▸ Tarefa 1: Segundo a entrevista, que livro a atriz ganhou dos pais?
▸ Tarefa 2: No trecho da entrevista que vai de "Você criou e" até "junto a crianças?", substitua "heroínas" por "protagonistas" e transcreva o resultado.
▸ Tarefa 3: Retome a entrevista sobre cinema e arte na pandemia e dê continuidade a ela a partir da última frase mostrada.

=== Trecho apresentado ===

Qual a tua contribuição na cinematografia brasileira? Como vê a ação da arte na pandemia? O setor cultural está fragilizado?
Difícil responder à esta pergunta da contribuição: só o futuro dirá. Quanto à cultura, vejo o setor fragilizado, por um lado, mas, sempre, resistindo. Resistência está no cerne da própria atividade. Todos precisamos nos ver e nos reconhecer, ouvir nosso idioma e transmitir nossa história.
Ao assumir um personagem como a Lúcia, que, indiretamente, traz mensagens de etarismo e de aposentadoria, como percebe teu comprometimento social?
Amo as personagens que trazem suas fragilidades. Acredito que a função social das manifestações artísticas é dialogar com as questões da vida quotidiana, apontando portas, janelas ou caminhos. A arte não só é feita para ser apreciada mas, principalmente, questionar nossa forma de viver e ver o mundo.
Você criou e administra um método de interpretação pessoal?
Sou autodidata, não tenho uma formação acadêmica, mas posso dizer que me considero uma atriz stanislavskiana, desde que ganhei de meus pais o livro A preparação do ator, que me acompanha até hoje e ao qual sempre retorno. Sou atraída pelas personagens que, dentro de sua fragilidade humana, superam suas limitações, por algo maior — as chamadas heroínas. Nise da Silveira, de Nise — O coração da loucura; Dona Lindú, de Lula, o filho do Brasil; Lota de Macedo Soares (Flores raras) e Lúcia, do filme atual. Também me atraem projetos onde possa explorar novos possibilidades ou e gêneros.
Como será viver uma agitada vovó ninja, no próximo filme? Que cuidados reserva para trazer entretenimento junto a crianças?

=== Dados fornecidos ===

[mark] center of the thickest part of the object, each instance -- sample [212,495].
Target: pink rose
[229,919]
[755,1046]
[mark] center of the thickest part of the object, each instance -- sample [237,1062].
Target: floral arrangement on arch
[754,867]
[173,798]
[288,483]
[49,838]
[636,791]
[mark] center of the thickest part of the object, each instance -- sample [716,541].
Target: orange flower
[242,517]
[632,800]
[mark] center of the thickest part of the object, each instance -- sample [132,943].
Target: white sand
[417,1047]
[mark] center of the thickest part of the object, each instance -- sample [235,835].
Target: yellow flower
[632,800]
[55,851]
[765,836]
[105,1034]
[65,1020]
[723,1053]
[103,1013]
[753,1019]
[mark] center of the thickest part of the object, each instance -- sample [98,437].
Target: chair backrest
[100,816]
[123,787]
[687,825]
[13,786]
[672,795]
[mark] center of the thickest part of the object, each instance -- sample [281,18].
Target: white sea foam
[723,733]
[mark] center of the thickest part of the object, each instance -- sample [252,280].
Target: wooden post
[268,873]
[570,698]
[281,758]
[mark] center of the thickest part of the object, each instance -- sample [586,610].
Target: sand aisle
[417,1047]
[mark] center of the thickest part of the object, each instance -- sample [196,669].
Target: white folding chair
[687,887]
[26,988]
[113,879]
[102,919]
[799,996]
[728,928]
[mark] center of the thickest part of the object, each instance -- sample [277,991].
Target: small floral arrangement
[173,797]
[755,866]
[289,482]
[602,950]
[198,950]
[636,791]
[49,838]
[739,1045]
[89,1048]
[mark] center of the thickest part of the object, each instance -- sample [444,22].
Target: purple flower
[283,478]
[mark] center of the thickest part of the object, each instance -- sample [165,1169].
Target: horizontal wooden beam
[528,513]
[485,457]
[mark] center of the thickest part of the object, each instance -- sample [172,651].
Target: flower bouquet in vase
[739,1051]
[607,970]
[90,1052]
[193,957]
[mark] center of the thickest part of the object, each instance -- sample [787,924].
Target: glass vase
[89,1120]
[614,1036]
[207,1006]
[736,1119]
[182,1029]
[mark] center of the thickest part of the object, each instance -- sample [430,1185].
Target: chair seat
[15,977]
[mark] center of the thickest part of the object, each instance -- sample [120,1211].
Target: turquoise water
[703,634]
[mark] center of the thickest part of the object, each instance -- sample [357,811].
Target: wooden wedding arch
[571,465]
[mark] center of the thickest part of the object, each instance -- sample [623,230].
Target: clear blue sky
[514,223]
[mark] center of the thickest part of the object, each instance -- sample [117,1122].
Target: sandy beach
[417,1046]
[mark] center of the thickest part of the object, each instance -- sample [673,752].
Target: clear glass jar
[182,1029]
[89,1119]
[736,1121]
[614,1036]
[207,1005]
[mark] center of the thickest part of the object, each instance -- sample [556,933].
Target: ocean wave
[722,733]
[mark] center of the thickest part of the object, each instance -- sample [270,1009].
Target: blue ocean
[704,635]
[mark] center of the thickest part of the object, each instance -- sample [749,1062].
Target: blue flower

===

▸ Resposta 1: A preparação do ator.

▸ Resposta 2:
Você criou e administra um método de interpretação pessoal?
Sou autodidata, não tenho uma formação acadêmica, mas posso dizer que me considero uma atriz stanislavskiana, desde que ganhei de meus pais o livro A preparação do ator, que me acompanha até hoje e ao qual sempre retorno. Sou atraída pelas personagens que, dentro de sua fragilidade humana, superam suas limitações, por algo maior — as chamadas protagonistas. Nise da Silveira, de Nise — O coração da loucura; Dona Lindú, de Lula, o filho do Brasil; Lota de Macedo Soares (Flores raras) e Lúcia, do filme atual. Também me atraem projetos onde possa explorar novos possibilidades ou e gêneros.
Como será viver uma agitada vovó ninja, no próximo filme? Que cuidados reserva para trazer entretenimento junto a crianças?

▸ Resposta 3:
Estou animada. O filme fala sobre algo que todos experimentamos na pandemia: o exercício da convivência, seus momentos difíceis e suas delícias, com humor e reflexões comuns a todas as idades!
A Lúcia tem questões quanto ao futuro... Como você lida com o próprio envelhecimento?
Lido bem com o envelhecimento. Vivo o presente, em direção ao futuro e envelhecer está nesse escopo. Me cuido direitinho e todos os meus esforços são no sentido de conquistar e manter uma boa saúde, com alimentação orgânica, atividade física e repouso equivalente. Meu pai (o ator Antônio Carlos) era praticante de yoga e me habituei a vê-lo acordar às 5h para praticar.
Como percebe a criação no cinema nacional? Você nota ter alargado horizontes da produção? Como avalia a presença da família Barreto na popularização do audiovisual?
Cada vez há mais interesse na diversidade, não só sobre o tema do projeto em si, mas também dentro da equipe e elenco, o que é excelente tanto para os profissionais quanto para o público. A família Barreto (Luiz Carlos, Lucy, Fábio e Bruno) é uma referência para o nosso cinema, inclusive um símbolo de resistência. Além da amizade entre nossas famílias, fizemos trabalhos importantes, que me deram muita alegria. Tenho um carinho especial por cada um deles e muita gratidão.
Vê com que naturalidade o advento do streaming e as mudanças de eixos nas relações de trabalho ocasionadas?
Os streamings querem produzir novelas, mas as séries tem seu lugar garantido. A tevê sempre namorou a estética do cinema. As novas tecnologias estão tornando isso mais viável, com as telinhas cada vez maiores.
Você é espectadora voraz de novelas? E quem são os grandes ícones da interpretação capazes de te arrebatarem?
Nunca fui noveleira, mas algumas me pegaram. Vou citar as quais não participei: Cordel encantado, Os ossos do barão e O Bem Amado. Minhas referências são: Sonia Braga, Yara Amaral e Ary Fontoura.